Required work: Convert the items from the line with "Target = curved stem" up to and including the line with "x=384 y=323" into a two-column CSV with the header item_text,answer. Give one row per item, with its text and its answer each in a single quoted field and line breaks replaced by spaces.

Data section:
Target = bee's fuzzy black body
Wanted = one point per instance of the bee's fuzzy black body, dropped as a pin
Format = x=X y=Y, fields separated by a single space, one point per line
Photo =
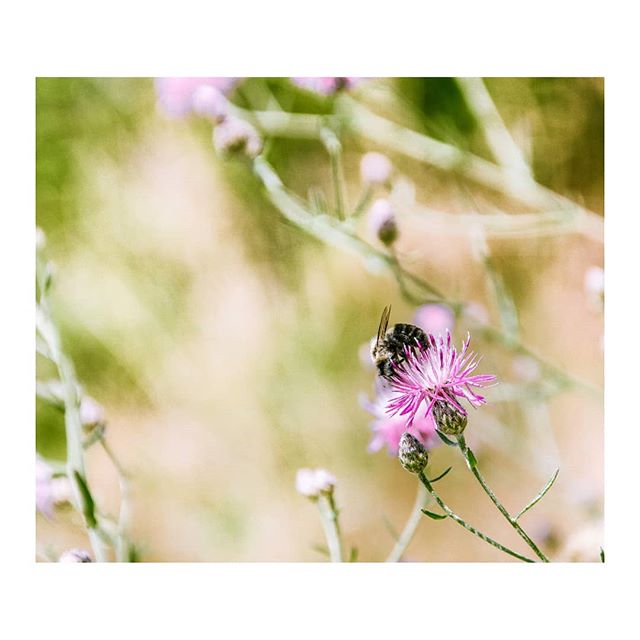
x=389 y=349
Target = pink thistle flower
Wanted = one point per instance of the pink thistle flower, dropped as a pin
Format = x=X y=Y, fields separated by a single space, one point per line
==
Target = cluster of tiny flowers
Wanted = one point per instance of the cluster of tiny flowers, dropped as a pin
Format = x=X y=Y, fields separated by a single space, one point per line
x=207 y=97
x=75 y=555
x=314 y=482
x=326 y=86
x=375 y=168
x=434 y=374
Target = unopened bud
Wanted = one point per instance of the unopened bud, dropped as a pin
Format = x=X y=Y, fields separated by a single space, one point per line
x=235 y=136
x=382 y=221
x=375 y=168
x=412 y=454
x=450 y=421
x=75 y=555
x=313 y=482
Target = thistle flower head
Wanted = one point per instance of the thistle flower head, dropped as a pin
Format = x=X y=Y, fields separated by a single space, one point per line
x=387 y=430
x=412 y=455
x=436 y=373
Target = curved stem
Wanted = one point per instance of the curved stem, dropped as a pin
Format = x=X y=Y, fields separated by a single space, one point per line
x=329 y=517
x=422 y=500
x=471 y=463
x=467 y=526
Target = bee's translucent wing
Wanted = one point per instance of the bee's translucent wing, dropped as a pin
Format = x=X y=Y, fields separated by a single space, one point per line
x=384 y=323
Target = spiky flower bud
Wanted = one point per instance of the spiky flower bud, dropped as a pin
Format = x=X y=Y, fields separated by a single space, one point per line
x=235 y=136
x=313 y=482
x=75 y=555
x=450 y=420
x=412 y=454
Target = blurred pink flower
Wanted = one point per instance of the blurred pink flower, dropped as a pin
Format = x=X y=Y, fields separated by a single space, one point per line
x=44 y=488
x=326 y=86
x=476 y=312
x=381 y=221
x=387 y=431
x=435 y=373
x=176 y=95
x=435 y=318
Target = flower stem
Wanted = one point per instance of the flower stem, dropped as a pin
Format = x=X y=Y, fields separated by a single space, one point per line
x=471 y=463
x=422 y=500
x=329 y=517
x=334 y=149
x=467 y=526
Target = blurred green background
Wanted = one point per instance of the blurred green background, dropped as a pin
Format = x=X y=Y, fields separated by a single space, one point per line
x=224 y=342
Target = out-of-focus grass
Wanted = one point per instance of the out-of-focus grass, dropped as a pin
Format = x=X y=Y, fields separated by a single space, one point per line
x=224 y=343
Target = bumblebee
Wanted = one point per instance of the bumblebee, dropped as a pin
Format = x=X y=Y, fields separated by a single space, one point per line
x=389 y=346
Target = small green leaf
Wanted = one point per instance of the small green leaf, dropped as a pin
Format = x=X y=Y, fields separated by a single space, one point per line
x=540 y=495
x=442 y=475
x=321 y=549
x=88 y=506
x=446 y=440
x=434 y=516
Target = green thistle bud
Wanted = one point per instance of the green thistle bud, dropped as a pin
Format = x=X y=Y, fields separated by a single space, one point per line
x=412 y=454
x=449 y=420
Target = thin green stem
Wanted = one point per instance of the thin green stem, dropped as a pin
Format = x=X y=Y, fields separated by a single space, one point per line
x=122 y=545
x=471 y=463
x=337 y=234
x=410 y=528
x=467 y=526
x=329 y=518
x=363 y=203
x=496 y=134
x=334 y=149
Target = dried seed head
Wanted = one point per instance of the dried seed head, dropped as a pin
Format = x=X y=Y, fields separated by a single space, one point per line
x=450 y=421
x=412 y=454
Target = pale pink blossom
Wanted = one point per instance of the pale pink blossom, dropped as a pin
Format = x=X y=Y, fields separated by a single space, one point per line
...
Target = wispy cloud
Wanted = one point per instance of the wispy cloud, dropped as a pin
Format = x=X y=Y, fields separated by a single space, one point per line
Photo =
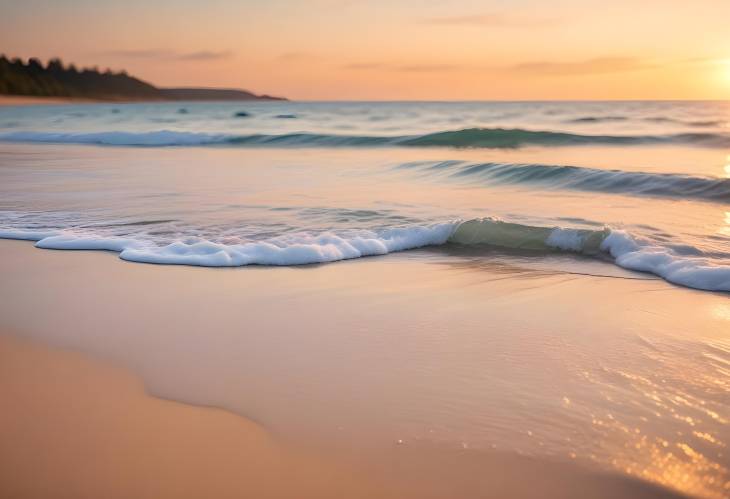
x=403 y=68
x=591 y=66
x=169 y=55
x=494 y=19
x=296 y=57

Written reply:
item_text,answer
"Target = curved stem Wanted = one point per instance of the curved stem, dropped as a pin Format = x=X y=Y, fields separated by a single space, one point per line","x=329 y=517 x=422 y=500 x=471 y=463 x=467 y=526"
"Target = bee's translucent wing Wanted = one point per instance of the bee's translucent wing, dropped as a pin Format = x=X y=Y, fields separated by a single space, one point per line","x=384 y=323"